Source extract start

= Constantia Eriksdotter =

Illegitimate daughter of Eric XIV of Sweden

Constantia Eriksdotter (1560–1649) was an illegitimate daughter of Eric XIV of Sweden and Agda Persdotter. She was called "The Queen of Tiveden".

==Life==
Constantia Eriksdotter and her sister Virginia were removed from their mother's custody when she married in 1561. This was illegal, as according to the law, their mother had sole custody until the children reached the age of three. They were placed first in the court of Princess Cecilia of Sweden, then that of Princess Elizabeth of Sweden (1564), and finally that of queen Karin Månsdotter. In 1573, she visited her deposed father in prison and was possibly the last family member to see him alive.

Source extract end
Raw data start

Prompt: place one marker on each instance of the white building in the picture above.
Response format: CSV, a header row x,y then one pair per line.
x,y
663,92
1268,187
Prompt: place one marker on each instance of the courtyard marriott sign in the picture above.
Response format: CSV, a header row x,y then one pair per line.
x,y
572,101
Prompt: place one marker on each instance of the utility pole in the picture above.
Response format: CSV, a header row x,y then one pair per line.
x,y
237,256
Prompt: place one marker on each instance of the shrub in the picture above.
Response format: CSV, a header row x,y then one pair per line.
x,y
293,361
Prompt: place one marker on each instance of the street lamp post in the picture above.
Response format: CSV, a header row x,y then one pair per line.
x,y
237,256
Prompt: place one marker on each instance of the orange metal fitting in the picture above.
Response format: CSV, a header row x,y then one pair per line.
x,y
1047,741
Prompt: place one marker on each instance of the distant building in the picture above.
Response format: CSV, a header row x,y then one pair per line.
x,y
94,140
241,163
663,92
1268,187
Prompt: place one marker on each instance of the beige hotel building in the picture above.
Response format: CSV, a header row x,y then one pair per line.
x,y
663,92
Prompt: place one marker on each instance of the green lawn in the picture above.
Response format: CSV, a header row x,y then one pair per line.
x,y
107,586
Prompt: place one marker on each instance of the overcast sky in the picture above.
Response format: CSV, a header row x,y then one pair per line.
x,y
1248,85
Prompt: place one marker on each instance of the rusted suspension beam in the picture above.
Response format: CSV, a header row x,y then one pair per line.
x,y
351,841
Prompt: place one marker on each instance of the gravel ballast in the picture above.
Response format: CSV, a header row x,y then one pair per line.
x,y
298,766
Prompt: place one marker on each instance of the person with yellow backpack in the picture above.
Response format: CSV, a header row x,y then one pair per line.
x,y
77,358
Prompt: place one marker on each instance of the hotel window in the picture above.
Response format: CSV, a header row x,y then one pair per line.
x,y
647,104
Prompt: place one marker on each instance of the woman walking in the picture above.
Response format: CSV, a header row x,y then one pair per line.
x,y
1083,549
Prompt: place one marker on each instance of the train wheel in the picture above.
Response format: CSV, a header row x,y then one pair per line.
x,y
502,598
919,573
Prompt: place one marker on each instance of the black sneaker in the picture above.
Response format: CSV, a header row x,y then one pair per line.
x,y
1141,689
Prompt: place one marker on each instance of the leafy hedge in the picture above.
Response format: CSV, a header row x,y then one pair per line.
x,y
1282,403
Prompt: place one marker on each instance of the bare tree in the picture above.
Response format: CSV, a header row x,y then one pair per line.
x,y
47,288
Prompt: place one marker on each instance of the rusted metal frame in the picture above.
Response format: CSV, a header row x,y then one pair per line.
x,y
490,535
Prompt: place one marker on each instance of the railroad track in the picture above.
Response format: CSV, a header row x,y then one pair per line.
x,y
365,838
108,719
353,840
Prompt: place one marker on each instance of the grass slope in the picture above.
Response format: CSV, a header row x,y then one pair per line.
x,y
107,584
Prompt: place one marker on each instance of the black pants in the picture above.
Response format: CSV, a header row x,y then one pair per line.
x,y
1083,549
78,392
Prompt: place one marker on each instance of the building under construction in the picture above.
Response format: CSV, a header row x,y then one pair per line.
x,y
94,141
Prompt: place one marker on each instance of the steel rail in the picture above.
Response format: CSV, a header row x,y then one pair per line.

Raw data end

The task:
Extend the article on Constantia Eriksdotter above with the next passage, starting right after its last sentence.

Response:
On 13 January 1594, she married the English nobleman Henry Frankelin, a courtier of her uncle Charles IX of Sweden. The same year, she was awarded nine estates in Väne parish in Bohuslän by her cousin, King Sigismund III Vasa. In 1595, she was further granted Bocksjö Manor in the parish of Tiveden in Västergötland, where she chose to reside. As a widow after 1610, she mainly lived at Odenfors gard in Linköpings kommun outside Vreta. She died at Östergötland and was buried together with her husband at Undenäs Old Church in Undenäs parish (Undenäs socken) in Skaraborg County. A moonstone belonging to Constantia is still kept
in the Undenäs church.

==Issue==
1. Carl Frankelin (d. 1631), a major who fell at Greifswald when it was occupied under the Treaty of Stettin.
2. Johan Frankelin
3. Maria Catharina Frankelin (d. 1661), married to governor and nobleman Anders Koskull (1594-1676)
4. Elisabet Frankelin (d. 1655), married to Christian Frost (d. 1631)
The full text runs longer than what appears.